Agora, quando você tem um conjunto de objetos e quer saber sua numerosidade exata (em oposição a uma sensação geral de muito ou pouco), você recita o poema, voltando sua atenção para cada objeto em sincronia com a tônica do poema. Quando você diz "um", olha para um dos objetos (ou o toca); quando você diz "dois", olha para outro objeto, e assim por diante. Conforme você percorre os objetos, e o poema, toma cuidado para não focalizar o mesmo objeto duas vezes e para não deixar nenhum de fora. Quando chega ao último objeto, a palavra que você acaba de recitar (por exemplo, "nove") é a numerosidade do conjunto.
McEwan - Essa é a regra...
Pinker - Essa é a regra. É o algoritmo. Mas não é a mesma coisa que a faculdade numérica com que nascemos.
McEwan - Você disse que a maioria de nós tem a oportunidade de criar uma palavra, pelo menos uma vez na vida --dar nome a uma criança. E aqui topamos com um certo paradoxo, porque, quando o fazemos, temos a ilusão de estarmos simplesmente escolhendo um nome que nos agrada. Então descobrimos que fazemos parte de uma comunidade de pessoas que fizeram escolhas semelhantes, pessoas cujas escolhas, cedo ou tarde, vão parecer curiosamente datadas. Agora você se situou numa nação virtual de Steves, Steve Jones, Stephen Hawking, Steven Rose --eles se perfilam até o horizonte. Poderia refletir para nós sobre o que esse nomear nos revela a respeito de nós mesmos? E sobre essa aparente liberdade e ausência de liberdade?
Pinker - Sim, esse desconcertante constrangimento de nossa sensação de livre-arbítrio.
Freqüentemente se vêem pais que dizem "demos a nossa filhinha o nome de Madeline porque minha mulher tinha uma tia-avó que amava, chamada Madeline, e achamos que seria um nome singular". Então, vão à creche e descobrem que há três outras madelines ali.
Boa parte das hipóteses traçadas por pessoas que explicam por que nomes entram e saem de moda pode ser desmentida quando se analisam os dados cronológicos sobre o aumento e a queda na popularidade de nomes.
É fácil fazê-lo nos EUA porque a administração da seguridade social publica um banco de dados com todos os nomes que constam de seus registros, praticamente exaustivos desde a década de 1890. É possível passar muito tempo traçando o gráfico da ascensão e queda de seu nome favorito. Não sei se existe um banco de dados semelhante no Reino Unido.

_ _ _ _ _

* O QUE FAZER *
1. Transcreva do trecho a parte que começa com as palavras "McEwan - Essa" e termina com "ausência de liberdade?".
2. Responda com base no trecho:
(a) Que nome os pais do exemplo deram à filha?
(b) Nos EUA, quem publica o banco de dados com os nomes?
(c) Desde que década esses registros são praticamente exaustivos?

* OS DADOS *

_ _ _ _ _

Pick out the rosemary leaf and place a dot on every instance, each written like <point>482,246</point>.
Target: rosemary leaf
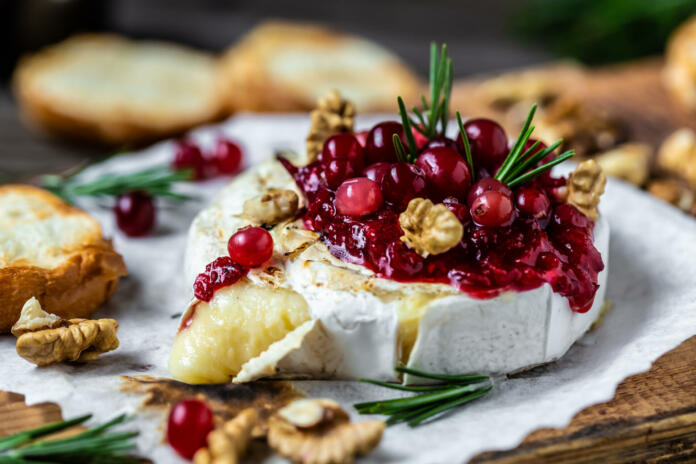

_ _ _ _ _

* RESPOSTAS DO EXERCÍCIO *
1.
McEwan - Essa é a regra...
Pinker - Essa é a regra. É o algoritmo. Mas não é a mesma coisa que a faculdade numérica com que nascemos.
McEwan - Você disse que a maioria de nós tem a oportunidade de criar uma palavra, pelo menos uma vez na vida --dar nome a uma criança. E aqui topamos com um certo paradoxo, porque, quando o fazemos, temos a ilusão de estarmos simplesmente escolhendo um nome que nos agrada. Então descobrimos que fazemos parte de uma comunidade de pessoas que fizeram escolhas semelhantes, pessoas cujas escolhas, cedo ou tarde, vão parecer curiosamente datadas. Agora você se situou numa nação virtual de Steves, Steve Jones, Stephen Hawking, Steven Rose --eles se perfilam até o horizonte. Poderia refletir para nós sobre o que esse nomear nos revela a respeito de nós mesmos? E sobre essa aparente liberdade e ausência de liberdade?

2.
(a) Madeline.
(b) A administração da seguridade social.
(c) Desde a década de 1890.